Laura… thought how the moonlight would be shining in the fairy ring where the violets grew. It was just the night for fairies to be dancing there. Pa was singing with the fiddle: ‘In Scarlet town where I was born, there was a fair maid dwellin’… — By the Shores of Silver Lake, Chapter 32, “Evening Shadows Fall”

Barbary Allen (or “Barbara Allen”) dates from at least the 17th century and its story is basic to folk literature everywhere: an unanswered plea and sorrowful death. The earliest mention of the ballad is in the diary of Samuel Pepys (1633-1703), British naval administrator and Member of Parliament; he wrote of hearing the “old Scotch tune” in 1666. It was included in Thomas Percy’s Reliques of American English Poetry, Volume III, 1765. Since coming to America, “Barbara Allen” has sometimes adopted a distinctly American identity, with hundreds of versions being written, sung, and recorded. Most versions end with the couple being buried side-by-side, and a blood-red rose growing from Sweet William’s grave (Jemmy Grove in Percy’s version; Johnnie Grove in Charles Ingalls’), while from Barbara Allen’s grave a briar grew. The two plants were soon entwined in a lover’s knot.

It is interesting that Laura Ingalls Wilder included (or that Charles Ingalls sang) a song of such loss at the “new beginning” celebration on the homestead shanty in Dakota Territory. In the manuscript for By the Shores of Silver Lake, Wilder originally had Pa sing two more songs in this last part of the book: “The Beacon-Light of Home” (which was moved to another chapter in the published version) and “On Jordan’s Stormy Banks I Stand” (used in The Long Winter).

— GOAL A —
Please print the ballad passage from "Barbary Allen (or" to "a lover’s knot.".
— GOAL B —
According to the ballad passage, in what year did Samuel Pepys write of hearing the "old Scotch tune"?
The listing has no connection to the ballad passage.

— ROWS —
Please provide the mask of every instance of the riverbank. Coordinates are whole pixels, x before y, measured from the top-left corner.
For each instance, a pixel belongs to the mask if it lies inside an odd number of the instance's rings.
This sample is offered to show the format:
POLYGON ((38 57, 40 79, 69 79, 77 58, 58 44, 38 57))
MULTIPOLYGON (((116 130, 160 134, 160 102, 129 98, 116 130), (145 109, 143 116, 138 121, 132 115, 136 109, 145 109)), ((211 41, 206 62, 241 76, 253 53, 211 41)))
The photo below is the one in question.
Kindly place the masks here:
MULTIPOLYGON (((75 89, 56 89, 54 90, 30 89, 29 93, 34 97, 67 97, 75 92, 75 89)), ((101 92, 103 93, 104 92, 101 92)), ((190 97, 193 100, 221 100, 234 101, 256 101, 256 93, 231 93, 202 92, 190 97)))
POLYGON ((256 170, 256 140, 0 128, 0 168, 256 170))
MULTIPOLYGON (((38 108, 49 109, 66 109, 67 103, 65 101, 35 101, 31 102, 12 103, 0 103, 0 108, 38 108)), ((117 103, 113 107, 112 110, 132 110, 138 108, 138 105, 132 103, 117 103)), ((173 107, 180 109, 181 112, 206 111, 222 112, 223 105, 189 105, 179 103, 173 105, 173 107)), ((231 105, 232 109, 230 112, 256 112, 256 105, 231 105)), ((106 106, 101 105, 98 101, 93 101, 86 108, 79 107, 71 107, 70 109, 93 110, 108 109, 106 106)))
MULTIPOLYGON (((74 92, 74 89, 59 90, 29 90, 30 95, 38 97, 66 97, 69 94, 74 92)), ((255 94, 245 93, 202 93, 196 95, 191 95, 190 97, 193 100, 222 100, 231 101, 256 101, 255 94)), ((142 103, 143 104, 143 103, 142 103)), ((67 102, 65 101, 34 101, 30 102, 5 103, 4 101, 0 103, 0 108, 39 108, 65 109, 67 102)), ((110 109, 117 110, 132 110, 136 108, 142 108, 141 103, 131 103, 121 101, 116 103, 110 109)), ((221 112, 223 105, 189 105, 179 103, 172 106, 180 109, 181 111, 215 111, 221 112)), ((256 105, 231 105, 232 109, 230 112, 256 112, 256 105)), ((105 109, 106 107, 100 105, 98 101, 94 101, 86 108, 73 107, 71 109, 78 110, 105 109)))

— COMPLETE ANSWER A —
Barbary Allen (or “Barbara Allen”) dates from at least the 17th century and its story is basic to folk literature everywhere: an unanswered plea and sorrowful death. The earliest mention of the ballad is in the diary of Samuel Pepys (1633-1703), British naval administrator and Member of Parliament; he wrote of hearing the “old Scotch tune” in 1666. It was included in Thomas Percy’s Reliques of American English Poetry, Volume III, 1765. Since coming to America, “Barbara Allen” has sometimes adopted a distinctly American identity, with hundreds of versions being written, sung, and recorded. Most versions end with the couple being buried side-by-side, and a blood-red rose growing from Sweet William’s grave (Jemmy Grove in Percy’s version; Johnnie Grove in Charles Ingalls’), while from Barbara Allen’s grave a briar grew. The two plants were soon entwined in a lover’s knot.

— COMPLETE ANSWER B —
1666